GIVEN INSTRUCTION = Rewrite every line of the rows below without the pictures, offsetting each coordinate in the Point lines by 118 and leaving all other lines unchanged.

MATERIAL PROVIDED =
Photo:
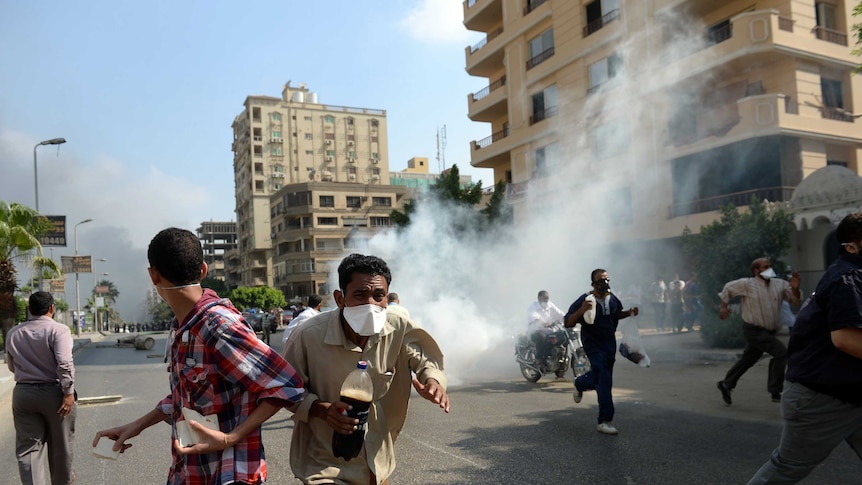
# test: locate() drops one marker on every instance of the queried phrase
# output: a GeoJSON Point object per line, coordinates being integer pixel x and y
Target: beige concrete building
{"type": "Point", "coordinates": [291, 140]}
{"type": "Point", "coordinates": [686, 104]}
{"type": "Point", "coordinates": [315, 223]}
{"type": "Point", "coordinates": [217, 238]}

THE RESPONSE =
Photo:
# test: locate() drops one marker on every instance of the queried phrase
# output: a GeoJSON Point object per line, coordinates being integer pixel x and y
Target: beige concrete building
{"type": "Point", "coordinates": [409, 258]}
{"type": "Point", "coordinates": [804, 222]}
{"type": "Point", "coordinates": [433, 341]}
{"type": "Point", "coordinates": [335, 356]}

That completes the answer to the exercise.